-- Explore the material --
1 – List the labels that open each bullet point under the "Highlights & Insights" heading of the excerpt.
2 – Copy the passage of the excerpt starting at "- True Industrial" and ending at "providing high credibility.", word for word.

Highlights & Insights¶
- From "Patching" to "Theoretical Grounding": The greatest value of this paper is providing the first theoretical explanation (via Rademacher complexity) for the industry-known "one-epoch" limit. It identifies embedding norm growth as the driver, turning empirical patches into a principled approach.
- "Reg ∝ 1/Frequency" is Clean and Practical: Proposition 1 converts the intuition (sparse features overfit more) into a provable equation. Using "occurrence intervals" elegantly bypasses the engineering challenge of calculating exact frequencies during training—this zero-cost trick is transferable to any scenario requiring frequency-aware sparse parameter handling.
- Unifying Existing Methods: Proving that MEDA is a special case of this method explains why MEDA only works at epoch boundaries and demonstrates the broader applicability of AdamAR.
- True Industrial Deployment: The method is decoupled into the optimizer, requires minimal additional state and computation, and is already fully deployed in Alibaba's sponsored search, providing high credibility.
Limitations & Future Work¶
- Theoretical analysis focused on Embeddings + DNN: The Rademacher bound derivation focuses on the embedding layer and standard DNNs. For modern backbones with complex feature interactions, the alignment between theory and empirical results requires further systematic verification.
- Hyperparameter \(\alpha\) still requires grid search: Like weight decay, \(\alpha\) is chosen via grid search on a \(10^n\) scale. No automated selection or adaptive tuning scheme for \(\alpha\) is provided.
- One-epoch overfitting in LLM SFT: The authors mention similar phenomena in LLM SFT (where some argue moderate overfitting is beneficial) but leave this as future work. Whether this method transfers to generative scenarios remains open.
- i.i.d. Assumption: Using intervals to estimate frequency assumes i.i.d. sampling. In real-world streaming data with strong temporal drift, the interval-based frequency estimate might be biased.
Related Work & Insights¶
- vs. MEDA (Liu et al. 2023 / Fan et al. 2024): MEDA resets embeddings/optimizer states at epoch boundaries. It is heuristic, discards information, and fails for features that overfit within an epoch. This paper shows MEDA is a special case and replaces hard resets with continuous frequency-aware regularization, outperforming it in both single and multi-epoch settings.
- vs. Generative Pre-training (Wang et al. 2025): Freezing embeddings via pre-training requires massive extra computation and is not a fair comparison if pre-training parameters aren't counted. Ours solves the problem directly within standard training.

-- Given entries --
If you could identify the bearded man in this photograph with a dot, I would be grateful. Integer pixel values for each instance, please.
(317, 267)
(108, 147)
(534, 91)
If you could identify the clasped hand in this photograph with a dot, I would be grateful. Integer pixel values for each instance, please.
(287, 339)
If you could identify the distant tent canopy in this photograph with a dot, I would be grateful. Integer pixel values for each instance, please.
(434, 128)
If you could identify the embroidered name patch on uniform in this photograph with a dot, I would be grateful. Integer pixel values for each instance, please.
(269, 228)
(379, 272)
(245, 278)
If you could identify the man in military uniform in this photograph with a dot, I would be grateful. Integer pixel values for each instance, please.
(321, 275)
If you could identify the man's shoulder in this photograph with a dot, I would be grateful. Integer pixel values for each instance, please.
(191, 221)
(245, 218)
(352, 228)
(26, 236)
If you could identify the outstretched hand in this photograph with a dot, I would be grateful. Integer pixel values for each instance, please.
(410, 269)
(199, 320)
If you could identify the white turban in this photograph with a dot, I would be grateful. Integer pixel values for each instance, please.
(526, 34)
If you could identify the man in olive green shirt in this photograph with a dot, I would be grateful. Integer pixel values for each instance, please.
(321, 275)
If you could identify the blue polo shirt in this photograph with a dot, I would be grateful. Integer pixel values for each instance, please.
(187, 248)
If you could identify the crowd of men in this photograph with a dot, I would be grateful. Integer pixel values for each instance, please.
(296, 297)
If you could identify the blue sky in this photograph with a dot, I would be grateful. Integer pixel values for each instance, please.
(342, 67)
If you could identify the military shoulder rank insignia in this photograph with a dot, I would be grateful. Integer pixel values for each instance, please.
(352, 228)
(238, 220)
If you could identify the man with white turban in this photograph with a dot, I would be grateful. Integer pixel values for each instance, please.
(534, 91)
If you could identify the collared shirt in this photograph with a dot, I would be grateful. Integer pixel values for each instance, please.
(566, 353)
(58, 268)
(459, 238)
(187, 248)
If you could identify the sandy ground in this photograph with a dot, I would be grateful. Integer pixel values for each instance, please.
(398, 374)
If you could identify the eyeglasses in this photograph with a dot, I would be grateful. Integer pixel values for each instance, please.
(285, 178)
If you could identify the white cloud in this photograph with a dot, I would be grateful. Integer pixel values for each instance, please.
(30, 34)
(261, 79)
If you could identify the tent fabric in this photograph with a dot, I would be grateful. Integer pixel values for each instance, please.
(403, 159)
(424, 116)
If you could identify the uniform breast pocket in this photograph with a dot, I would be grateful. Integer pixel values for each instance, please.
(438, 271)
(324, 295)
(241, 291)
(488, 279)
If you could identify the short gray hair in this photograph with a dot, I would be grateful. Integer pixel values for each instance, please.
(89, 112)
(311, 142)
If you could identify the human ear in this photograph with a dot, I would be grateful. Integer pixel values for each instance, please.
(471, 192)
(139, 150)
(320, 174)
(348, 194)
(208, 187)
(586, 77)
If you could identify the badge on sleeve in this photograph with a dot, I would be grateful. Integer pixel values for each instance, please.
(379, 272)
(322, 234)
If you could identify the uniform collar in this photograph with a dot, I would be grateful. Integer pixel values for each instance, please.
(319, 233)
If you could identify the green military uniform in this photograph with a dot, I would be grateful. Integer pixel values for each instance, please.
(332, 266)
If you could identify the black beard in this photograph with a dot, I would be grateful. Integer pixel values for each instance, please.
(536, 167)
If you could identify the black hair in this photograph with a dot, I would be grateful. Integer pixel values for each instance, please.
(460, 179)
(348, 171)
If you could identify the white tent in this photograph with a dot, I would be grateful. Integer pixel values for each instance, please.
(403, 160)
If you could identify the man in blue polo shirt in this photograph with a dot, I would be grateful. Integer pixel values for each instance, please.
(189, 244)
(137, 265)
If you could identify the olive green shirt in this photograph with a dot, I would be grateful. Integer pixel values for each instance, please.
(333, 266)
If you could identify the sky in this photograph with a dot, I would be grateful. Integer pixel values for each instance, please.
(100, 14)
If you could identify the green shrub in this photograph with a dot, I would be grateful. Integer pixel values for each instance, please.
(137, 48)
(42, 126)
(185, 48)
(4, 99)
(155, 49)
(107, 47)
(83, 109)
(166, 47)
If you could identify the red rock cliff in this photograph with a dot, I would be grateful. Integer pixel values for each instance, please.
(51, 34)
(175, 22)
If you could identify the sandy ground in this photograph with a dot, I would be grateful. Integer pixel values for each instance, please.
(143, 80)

-- Solutions to the tasks --
1 –
- From "Patching" to "Theoretical Grounding"
- "Reg ∝ 1/Frequency" is Clean and Practical
- Unifying Existing Methods
- True Industrial Deployment

2 –
- True Industrial Deployment: The method is decoupled into the optimizer, requires minimal additional state and computation, and is already fully deployed in Alibaba's sponsored search, providing high credibility.